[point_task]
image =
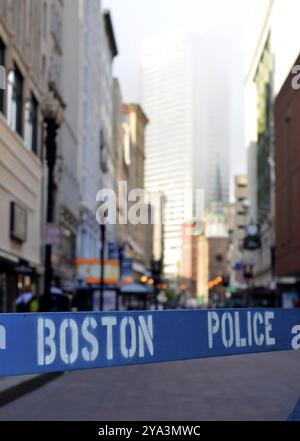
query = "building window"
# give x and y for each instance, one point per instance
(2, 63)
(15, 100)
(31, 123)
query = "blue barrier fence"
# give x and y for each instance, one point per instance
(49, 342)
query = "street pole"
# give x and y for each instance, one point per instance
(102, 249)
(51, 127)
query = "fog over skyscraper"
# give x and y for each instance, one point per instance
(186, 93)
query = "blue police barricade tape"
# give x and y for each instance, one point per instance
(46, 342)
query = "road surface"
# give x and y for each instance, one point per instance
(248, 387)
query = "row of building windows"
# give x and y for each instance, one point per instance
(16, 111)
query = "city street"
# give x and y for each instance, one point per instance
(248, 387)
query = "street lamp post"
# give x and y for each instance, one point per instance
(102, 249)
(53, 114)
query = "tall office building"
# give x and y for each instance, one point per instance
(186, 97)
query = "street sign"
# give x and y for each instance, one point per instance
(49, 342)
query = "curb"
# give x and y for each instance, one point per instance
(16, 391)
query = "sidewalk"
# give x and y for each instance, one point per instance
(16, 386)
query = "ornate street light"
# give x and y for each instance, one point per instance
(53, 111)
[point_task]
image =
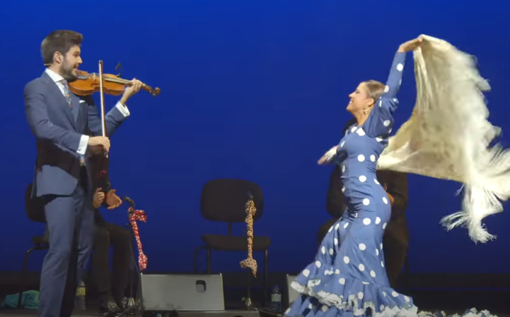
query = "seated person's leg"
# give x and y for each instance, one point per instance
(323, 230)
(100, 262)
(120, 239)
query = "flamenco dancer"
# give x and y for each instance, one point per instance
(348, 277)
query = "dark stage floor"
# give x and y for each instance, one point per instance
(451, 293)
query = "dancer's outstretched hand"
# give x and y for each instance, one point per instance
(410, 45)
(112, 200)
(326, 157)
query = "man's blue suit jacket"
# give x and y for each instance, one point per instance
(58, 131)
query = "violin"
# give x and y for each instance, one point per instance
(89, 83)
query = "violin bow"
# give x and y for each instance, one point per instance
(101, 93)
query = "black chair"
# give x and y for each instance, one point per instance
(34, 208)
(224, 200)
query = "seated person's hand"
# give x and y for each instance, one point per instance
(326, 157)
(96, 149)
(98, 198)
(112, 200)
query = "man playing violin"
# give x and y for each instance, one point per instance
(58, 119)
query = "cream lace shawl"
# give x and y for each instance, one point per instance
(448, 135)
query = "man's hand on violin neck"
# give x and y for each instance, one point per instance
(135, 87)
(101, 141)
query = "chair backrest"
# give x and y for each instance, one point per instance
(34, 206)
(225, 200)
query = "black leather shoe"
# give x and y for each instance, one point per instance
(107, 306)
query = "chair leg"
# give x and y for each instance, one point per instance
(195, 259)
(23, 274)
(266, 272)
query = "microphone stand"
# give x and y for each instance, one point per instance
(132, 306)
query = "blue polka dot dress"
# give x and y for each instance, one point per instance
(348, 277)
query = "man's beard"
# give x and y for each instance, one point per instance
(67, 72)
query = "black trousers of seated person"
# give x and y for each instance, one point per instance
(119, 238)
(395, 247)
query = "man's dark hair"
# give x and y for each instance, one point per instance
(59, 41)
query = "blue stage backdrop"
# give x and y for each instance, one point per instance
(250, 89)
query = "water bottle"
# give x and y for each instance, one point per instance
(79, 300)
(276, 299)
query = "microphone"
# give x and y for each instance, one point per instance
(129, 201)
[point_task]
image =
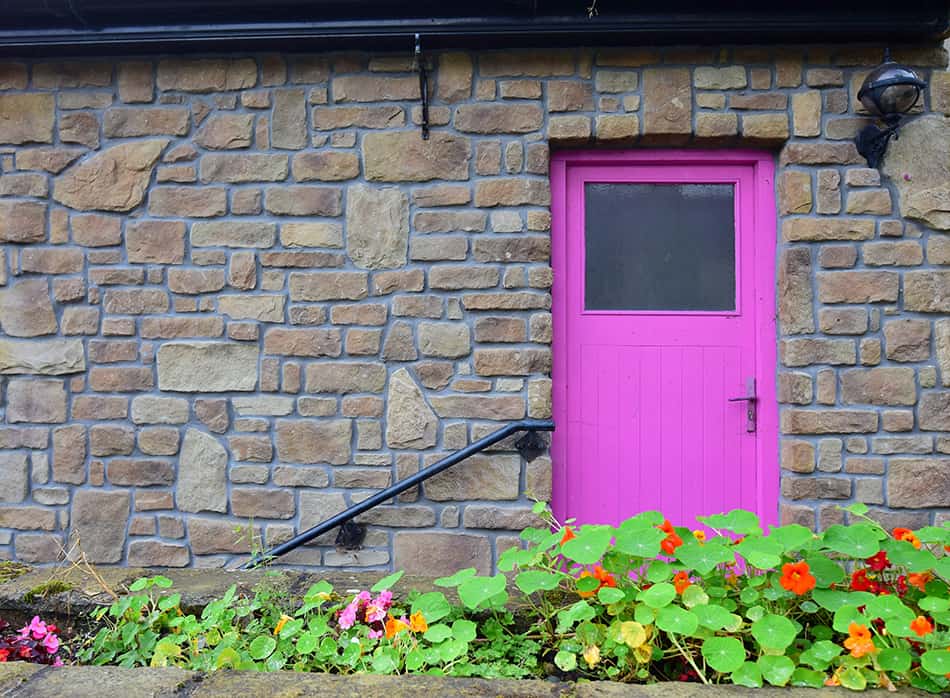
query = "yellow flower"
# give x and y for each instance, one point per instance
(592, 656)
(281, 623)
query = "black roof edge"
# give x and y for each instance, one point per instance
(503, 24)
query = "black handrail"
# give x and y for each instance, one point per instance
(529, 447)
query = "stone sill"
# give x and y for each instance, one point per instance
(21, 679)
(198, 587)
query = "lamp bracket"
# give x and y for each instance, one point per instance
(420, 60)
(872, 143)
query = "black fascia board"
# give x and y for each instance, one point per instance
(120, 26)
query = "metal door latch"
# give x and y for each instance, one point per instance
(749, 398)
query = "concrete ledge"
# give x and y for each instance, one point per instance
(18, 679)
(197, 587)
----------------------------------------
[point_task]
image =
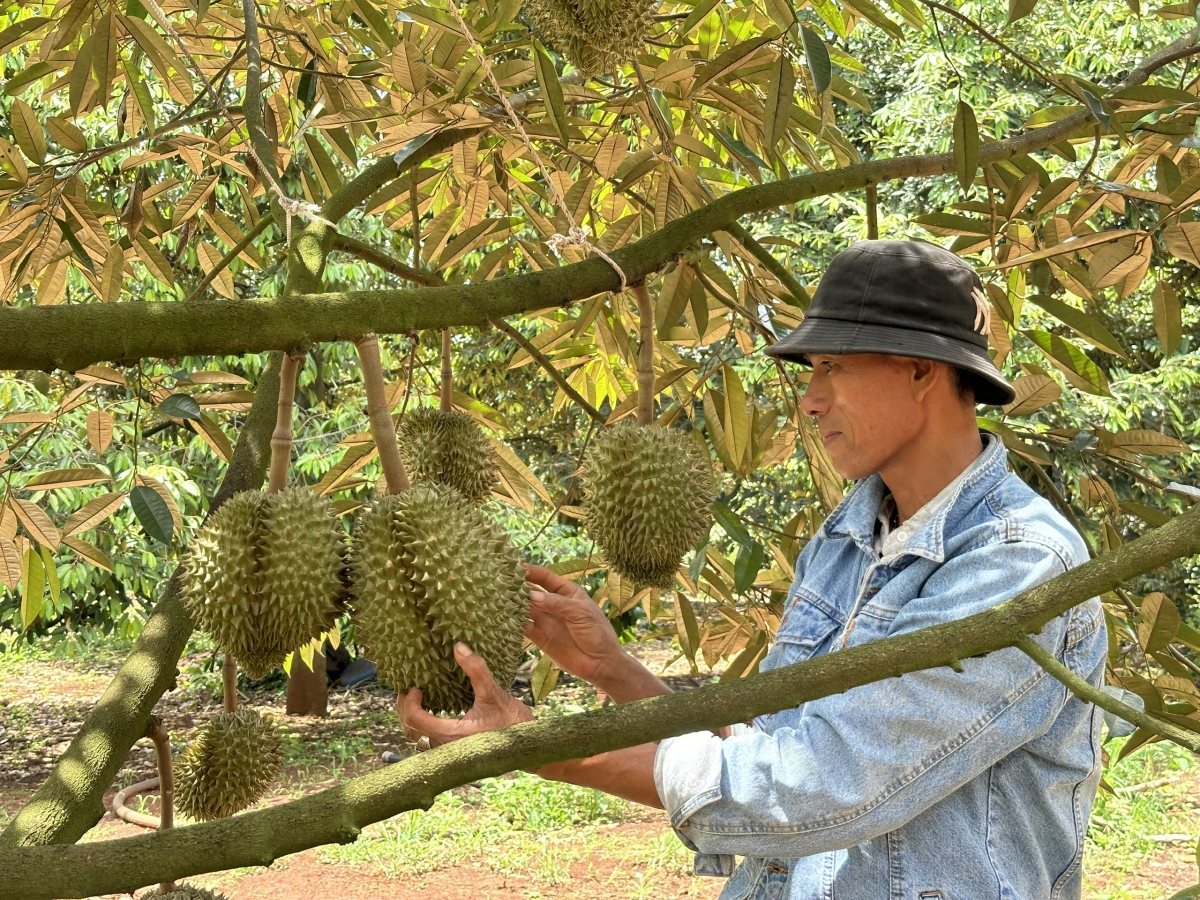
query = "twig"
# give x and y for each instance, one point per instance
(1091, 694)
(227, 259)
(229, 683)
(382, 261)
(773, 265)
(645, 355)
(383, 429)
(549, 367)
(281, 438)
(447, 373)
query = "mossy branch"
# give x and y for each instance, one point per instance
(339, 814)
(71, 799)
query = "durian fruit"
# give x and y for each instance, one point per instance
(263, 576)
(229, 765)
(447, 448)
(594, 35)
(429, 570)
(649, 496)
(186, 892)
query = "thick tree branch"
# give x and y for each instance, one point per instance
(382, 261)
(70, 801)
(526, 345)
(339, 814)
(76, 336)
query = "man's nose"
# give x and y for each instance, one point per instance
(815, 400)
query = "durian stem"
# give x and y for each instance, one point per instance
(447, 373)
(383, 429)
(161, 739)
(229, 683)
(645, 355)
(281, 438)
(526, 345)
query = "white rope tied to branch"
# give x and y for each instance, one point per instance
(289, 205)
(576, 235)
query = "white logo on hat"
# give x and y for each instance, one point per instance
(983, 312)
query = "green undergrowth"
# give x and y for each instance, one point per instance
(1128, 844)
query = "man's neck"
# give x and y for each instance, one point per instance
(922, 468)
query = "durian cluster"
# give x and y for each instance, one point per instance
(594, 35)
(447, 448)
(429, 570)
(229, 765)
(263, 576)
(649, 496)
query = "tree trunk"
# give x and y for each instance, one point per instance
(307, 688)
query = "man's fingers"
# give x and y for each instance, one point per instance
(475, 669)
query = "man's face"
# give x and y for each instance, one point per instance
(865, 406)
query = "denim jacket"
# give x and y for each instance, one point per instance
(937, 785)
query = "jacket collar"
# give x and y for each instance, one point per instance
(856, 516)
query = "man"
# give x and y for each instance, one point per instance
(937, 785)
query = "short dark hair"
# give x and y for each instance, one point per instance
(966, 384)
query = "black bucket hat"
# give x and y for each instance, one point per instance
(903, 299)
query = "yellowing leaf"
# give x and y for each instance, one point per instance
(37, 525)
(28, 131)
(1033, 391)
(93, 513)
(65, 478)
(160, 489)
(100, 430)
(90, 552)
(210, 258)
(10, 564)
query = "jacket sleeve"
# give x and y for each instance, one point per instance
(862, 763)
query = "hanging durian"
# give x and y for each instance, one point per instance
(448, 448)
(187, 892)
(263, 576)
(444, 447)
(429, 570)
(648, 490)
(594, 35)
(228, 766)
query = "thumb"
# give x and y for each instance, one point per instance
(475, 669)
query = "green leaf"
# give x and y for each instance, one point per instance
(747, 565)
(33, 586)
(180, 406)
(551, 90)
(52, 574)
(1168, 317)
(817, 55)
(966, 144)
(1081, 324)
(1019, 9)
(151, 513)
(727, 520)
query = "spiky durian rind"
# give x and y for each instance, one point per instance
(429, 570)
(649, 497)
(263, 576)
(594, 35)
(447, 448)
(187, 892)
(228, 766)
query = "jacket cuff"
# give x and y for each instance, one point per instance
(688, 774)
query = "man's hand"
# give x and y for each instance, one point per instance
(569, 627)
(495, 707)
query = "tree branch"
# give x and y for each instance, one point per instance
----------------------------------------
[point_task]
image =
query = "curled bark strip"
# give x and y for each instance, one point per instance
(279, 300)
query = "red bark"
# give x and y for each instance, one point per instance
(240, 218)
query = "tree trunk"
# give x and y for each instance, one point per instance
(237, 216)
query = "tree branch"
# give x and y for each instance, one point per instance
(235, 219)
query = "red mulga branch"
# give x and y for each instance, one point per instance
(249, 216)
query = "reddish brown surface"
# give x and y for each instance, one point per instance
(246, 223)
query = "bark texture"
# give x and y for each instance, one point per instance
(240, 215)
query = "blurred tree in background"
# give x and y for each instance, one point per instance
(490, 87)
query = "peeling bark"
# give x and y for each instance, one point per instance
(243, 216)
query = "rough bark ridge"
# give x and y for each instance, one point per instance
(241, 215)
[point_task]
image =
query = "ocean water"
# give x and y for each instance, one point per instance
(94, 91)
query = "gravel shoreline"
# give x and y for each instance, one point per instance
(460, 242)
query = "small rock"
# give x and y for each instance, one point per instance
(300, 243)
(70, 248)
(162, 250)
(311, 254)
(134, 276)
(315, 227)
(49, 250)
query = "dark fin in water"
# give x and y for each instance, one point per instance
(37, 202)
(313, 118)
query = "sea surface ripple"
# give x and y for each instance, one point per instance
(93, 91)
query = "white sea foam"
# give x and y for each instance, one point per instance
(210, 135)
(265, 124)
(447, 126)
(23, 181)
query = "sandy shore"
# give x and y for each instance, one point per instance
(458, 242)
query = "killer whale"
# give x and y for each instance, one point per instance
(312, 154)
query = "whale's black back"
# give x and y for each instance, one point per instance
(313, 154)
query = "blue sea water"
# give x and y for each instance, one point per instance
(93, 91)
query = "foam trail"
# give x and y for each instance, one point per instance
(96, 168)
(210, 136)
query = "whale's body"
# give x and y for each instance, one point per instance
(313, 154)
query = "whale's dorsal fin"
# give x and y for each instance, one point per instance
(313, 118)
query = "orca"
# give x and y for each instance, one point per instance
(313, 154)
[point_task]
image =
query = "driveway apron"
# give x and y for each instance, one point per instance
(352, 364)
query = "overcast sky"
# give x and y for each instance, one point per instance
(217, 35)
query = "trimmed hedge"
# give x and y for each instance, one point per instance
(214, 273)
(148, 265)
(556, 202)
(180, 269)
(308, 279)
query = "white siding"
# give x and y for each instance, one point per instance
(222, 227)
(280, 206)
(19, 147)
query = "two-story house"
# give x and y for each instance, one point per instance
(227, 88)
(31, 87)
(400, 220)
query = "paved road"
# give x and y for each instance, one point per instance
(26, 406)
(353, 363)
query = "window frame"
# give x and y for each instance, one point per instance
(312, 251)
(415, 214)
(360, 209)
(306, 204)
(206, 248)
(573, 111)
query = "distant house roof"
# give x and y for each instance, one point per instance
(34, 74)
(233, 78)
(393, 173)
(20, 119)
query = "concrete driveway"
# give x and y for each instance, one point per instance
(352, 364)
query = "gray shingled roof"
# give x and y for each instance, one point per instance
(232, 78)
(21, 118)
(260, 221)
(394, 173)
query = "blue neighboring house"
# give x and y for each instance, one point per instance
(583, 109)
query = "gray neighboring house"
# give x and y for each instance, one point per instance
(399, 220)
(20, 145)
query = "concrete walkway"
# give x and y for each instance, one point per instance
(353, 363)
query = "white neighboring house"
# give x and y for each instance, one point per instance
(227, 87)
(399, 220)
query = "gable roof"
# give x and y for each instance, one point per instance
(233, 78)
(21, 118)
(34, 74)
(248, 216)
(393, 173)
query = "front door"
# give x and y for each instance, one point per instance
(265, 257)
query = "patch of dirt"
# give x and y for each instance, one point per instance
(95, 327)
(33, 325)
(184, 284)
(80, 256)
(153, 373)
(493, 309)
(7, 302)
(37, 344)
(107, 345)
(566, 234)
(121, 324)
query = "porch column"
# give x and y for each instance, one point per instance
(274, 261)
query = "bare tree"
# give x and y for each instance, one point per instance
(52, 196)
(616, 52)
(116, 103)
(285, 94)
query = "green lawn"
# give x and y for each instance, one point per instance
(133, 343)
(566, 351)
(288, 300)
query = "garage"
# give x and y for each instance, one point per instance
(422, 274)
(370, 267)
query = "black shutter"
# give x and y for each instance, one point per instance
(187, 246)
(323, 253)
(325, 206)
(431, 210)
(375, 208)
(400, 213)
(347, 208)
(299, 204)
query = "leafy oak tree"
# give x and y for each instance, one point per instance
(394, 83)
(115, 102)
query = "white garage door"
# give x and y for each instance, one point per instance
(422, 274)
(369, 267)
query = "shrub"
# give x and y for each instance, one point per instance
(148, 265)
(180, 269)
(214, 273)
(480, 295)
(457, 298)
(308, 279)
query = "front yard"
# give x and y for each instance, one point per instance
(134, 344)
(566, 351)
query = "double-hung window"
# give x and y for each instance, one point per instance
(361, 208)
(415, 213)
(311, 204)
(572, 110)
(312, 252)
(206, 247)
----------------------------------------
[Task directions]
When a line in the material contains the string "durian", copy that line.

[Answer for the task]
query = "durian fruit"
query = "durian stem"
query = "durian cluster"
query = "hanging durian"
query = "spiky durian rind"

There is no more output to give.